Dataset entries:
== Segment start ==
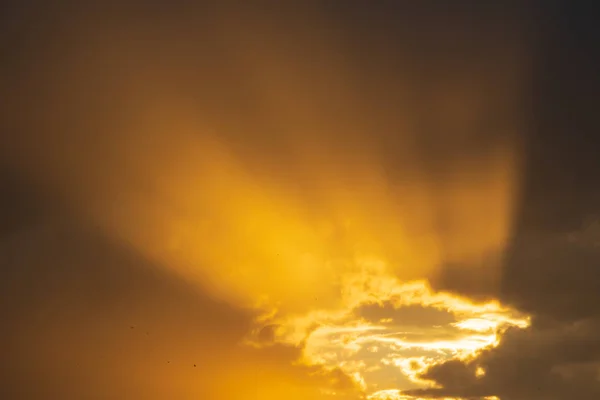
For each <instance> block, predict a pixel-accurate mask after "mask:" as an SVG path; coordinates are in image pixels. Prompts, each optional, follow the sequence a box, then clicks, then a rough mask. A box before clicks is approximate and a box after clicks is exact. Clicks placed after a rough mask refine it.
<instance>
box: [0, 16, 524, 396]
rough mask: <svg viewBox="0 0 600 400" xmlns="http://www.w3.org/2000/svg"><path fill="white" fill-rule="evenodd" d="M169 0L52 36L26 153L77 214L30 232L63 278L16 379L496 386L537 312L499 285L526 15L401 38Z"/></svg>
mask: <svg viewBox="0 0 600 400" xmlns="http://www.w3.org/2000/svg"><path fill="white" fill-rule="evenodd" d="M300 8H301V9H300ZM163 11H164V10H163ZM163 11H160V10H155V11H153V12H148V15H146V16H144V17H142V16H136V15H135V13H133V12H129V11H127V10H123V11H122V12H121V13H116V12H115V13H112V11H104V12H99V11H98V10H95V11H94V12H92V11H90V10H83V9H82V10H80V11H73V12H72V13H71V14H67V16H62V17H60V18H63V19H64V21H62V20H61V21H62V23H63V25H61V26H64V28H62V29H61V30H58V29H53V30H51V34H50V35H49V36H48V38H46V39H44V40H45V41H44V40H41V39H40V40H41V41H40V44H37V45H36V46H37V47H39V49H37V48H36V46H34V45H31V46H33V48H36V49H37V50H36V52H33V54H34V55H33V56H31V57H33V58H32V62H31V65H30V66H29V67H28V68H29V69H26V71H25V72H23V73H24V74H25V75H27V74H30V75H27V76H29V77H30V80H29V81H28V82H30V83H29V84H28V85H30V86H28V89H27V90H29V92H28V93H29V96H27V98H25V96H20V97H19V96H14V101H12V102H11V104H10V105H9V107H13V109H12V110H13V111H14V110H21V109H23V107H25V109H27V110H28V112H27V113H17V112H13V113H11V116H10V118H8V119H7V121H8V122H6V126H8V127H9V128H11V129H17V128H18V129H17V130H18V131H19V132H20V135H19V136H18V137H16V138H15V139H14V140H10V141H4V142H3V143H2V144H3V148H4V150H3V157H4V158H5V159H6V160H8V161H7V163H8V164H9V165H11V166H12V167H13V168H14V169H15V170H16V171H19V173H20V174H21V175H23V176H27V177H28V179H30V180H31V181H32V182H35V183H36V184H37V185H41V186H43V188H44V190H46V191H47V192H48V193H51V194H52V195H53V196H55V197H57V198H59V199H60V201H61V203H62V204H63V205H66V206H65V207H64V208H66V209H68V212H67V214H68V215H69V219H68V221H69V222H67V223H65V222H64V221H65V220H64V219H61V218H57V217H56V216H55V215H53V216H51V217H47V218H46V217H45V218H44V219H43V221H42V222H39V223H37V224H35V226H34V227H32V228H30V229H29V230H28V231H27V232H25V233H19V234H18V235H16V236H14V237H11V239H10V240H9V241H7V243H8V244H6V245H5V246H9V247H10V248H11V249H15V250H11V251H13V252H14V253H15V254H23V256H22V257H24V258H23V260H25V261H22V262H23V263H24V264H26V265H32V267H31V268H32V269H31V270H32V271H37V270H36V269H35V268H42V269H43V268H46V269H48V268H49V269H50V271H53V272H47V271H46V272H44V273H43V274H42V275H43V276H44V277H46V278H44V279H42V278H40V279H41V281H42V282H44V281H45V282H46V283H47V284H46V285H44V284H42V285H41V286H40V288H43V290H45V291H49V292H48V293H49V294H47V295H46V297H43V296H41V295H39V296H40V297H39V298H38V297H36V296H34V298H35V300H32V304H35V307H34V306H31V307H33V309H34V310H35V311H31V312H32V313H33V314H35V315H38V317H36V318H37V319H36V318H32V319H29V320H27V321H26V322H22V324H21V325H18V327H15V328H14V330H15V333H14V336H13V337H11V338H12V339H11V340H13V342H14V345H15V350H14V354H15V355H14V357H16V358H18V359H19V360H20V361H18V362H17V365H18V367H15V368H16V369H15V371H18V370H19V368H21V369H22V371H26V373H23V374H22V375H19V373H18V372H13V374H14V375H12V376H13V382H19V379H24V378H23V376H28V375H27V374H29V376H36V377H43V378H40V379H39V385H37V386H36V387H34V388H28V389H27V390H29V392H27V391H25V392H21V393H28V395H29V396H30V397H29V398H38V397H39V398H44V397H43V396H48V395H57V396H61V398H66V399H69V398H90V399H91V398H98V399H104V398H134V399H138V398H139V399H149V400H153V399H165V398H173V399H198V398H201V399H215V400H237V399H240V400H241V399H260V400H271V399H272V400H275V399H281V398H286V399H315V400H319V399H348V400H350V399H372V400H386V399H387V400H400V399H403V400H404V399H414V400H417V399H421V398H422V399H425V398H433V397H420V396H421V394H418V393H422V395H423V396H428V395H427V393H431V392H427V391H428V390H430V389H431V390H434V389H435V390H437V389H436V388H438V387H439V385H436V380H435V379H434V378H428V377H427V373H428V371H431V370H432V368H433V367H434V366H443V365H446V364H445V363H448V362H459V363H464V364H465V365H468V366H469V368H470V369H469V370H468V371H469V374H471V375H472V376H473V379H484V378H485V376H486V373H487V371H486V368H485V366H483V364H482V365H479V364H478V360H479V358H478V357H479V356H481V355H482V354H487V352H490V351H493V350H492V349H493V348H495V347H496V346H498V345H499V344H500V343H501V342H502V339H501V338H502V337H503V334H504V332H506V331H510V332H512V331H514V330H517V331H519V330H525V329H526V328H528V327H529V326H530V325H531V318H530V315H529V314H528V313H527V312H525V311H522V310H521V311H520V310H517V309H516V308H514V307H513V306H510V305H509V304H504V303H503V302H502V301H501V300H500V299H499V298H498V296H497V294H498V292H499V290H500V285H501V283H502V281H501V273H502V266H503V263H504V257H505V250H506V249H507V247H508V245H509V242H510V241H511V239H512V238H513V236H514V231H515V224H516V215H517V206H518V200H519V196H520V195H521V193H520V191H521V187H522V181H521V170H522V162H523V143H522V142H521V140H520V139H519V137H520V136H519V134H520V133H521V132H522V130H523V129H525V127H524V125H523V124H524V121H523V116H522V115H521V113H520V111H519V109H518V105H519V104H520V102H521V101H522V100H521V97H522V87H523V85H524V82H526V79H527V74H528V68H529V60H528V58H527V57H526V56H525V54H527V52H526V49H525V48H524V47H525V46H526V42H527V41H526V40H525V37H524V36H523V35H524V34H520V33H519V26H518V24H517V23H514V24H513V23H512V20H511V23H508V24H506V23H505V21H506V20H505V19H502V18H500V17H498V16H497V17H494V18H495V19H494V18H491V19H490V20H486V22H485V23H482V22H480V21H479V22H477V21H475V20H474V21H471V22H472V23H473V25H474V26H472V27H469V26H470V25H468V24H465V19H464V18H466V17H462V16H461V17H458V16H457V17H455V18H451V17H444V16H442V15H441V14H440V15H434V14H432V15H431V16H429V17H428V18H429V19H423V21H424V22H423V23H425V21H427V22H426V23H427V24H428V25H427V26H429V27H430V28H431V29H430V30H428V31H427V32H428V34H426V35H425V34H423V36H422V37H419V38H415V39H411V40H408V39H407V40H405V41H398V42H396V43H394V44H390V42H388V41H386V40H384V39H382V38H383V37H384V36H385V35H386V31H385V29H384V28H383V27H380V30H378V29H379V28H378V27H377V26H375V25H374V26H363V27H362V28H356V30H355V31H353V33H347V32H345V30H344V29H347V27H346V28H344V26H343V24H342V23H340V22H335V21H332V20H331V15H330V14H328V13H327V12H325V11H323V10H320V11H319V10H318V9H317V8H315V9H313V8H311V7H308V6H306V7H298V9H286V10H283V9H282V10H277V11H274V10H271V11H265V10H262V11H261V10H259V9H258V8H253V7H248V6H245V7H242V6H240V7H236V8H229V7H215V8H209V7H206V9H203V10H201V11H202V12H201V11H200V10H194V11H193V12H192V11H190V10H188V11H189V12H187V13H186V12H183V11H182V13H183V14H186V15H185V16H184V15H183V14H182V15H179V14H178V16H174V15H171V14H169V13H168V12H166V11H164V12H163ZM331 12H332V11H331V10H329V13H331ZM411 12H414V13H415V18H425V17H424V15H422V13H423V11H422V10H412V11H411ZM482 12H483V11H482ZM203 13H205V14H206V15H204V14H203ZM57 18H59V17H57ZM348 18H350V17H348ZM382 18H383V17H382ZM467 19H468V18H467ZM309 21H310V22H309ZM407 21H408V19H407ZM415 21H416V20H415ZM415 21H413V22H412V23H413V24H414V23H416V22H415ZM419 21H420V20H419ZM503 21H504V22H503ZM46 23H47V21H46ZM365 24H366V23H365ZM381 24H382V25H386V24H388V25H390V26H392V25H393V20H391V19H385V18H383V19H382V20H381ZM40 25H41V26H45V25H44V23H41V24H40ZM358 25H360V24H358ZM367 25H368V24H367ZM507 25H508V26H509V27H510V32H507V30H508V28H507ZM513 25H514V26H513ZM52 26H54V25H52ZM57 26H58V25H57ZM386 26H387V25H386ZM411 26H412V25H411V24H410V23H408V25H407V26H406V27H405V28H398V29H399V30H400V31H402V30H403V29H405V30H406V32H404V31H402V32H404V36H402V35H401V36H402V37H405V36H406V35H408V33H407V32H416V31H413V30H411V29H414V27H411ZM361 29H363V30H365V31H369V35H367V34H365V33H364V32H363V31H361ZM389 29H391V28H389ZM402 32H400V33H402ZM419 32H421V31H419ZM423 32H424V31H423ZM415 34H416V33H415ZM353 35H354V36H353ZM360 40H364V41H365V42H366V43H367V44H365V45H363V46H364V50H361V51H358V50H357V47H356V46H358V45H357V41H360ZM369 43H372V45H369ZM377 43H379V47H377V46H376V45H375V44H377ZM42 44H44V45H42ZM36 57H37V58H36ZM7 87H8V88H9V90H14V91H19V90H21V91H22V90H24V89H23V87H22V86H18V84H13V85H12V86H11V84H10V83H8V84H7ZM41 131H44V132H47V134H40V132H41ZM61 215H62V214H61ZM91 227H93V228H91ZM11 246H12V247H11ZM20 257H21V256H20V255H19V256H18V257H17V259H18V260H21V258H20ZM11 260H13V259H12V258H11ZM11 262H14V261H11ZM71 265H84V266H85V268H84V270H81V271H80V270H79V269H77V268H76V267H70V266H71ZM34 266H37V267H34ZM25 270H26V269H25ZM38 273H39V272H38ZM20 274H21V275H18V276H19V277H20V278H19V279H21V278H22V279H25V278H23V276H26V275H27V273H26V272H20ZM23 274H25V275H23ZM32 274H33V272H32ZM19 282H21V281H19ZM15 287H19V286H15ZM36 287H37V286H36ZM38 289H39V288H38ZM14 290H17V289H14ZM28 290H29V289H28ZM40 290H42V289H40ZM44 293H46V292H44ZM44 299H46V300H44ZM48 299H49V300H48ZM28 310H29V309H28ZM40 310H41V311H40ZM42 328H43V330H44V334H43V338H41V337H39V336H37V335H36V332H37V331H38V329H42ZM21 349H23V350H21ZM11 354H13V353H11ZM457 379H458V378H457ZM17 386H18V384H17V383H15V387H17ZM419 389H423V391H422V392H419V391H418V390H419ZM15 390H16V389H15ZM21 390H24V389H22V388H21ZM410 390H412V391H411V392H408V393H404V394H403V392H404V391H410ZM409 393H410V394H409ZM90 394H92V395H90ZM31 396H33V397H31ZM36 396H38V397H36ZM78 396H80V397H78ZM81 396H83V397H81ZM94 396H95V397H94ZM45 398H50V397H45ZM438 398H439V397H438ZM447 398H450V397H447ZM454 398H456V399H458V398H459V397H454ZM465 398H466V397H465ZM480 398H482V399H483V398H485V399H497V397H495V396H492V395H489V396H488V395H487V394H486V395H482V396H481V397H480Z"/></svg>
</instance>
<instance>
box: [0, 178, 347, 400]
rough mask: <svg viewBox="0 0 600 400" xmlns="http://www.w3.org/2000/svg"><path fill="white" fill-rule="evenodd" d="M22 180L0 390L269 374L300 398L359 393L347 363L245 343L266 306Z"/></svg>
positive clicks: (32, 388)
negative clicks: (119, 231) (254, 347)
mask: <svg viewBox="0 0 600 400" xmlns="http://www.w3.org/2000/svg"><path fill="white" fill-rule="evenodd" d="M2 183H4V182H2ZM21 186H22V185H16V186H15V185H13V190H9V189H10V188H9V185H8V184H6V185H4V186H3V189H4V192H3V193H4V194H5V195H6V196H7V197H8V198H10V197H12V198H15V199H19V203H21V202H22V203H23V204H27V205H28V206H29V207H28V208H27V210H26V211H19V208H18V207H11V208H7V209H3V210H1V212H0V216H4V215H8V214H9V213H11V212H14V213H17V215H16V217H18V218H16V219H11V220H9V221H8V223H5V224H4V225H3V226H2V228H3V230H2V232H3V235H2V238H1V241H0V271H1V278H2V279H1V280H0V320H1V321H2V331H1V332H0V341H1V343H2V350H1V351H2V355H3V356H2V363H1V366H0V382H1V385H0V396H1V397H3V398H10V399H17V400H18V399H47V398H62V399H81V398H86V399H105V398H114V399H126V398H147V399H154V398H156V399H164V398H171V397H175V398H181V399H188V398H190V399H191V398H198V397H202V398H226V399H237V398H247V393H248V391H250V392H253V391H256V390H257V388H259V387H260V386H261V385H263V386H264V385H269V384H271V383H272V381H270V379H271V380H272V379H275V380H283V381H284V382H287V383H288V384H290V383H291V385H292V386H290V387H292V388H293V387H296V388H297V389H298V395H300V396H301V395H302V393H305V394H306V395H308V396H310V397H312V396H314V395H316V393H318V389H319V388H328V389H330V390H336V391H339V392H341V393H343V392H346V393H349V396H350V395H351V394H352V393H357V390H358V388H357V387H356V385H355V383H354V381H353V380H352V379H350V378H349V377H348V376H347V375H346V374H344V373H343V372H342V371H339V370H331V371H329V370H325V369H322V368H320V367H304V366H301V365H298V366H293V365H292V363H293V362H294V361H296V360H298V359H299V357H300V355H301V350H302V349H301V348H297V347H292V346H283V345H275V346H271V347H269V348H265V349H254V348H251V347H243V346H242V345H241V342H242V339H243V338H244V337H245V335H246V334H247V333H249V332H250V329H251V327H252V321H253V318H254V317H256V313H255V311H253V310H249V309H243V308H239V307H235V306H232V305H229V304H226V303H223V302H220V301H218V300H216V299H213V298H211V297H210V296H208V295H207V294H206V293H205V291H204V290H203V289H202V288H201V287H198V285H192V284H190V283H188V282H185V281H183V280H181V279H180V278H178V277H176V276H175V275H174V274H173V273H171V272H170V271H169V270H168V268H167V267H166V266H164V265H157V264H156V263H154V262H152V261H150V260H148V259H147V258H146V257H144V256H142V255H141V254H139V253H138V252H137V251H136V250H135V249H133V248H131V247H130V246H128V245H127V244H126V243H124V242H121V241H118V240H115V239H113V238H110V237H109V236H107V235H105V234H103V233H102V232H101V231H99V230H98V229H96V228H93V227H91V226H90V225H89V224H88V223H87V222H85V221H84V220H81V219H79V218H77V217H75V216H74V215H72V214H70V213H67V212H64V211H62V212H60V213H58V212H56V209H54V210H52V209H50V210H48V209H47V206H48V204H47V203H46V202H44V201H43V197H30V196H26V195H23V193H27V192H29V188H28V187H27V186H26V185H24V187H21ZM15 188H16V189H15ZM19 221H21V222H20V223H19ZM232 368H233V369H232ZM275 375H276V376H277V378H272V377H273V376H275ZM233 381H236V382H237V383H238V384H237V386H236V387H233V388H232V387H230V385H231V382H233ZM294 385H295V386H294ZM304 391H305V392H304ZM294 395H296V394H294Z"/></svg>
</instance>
== Segment end ==
Required work:
Retype exactly the lines above, from the one with "180L0 390L269 374L300" through the one with "positive clicks: (32, 388)", inclusive.

Exercise response:
rough mask: <svg viewBox="0 0 600 400" xmlns="http://www.w3.org/2000/svg"><path fill="white" fill-rule="evenodd" d="M22 180L0 390L269 374L300 398L359 393L347 363L245 343L266 306Z"/></svg>
positive clicks: (32, 388)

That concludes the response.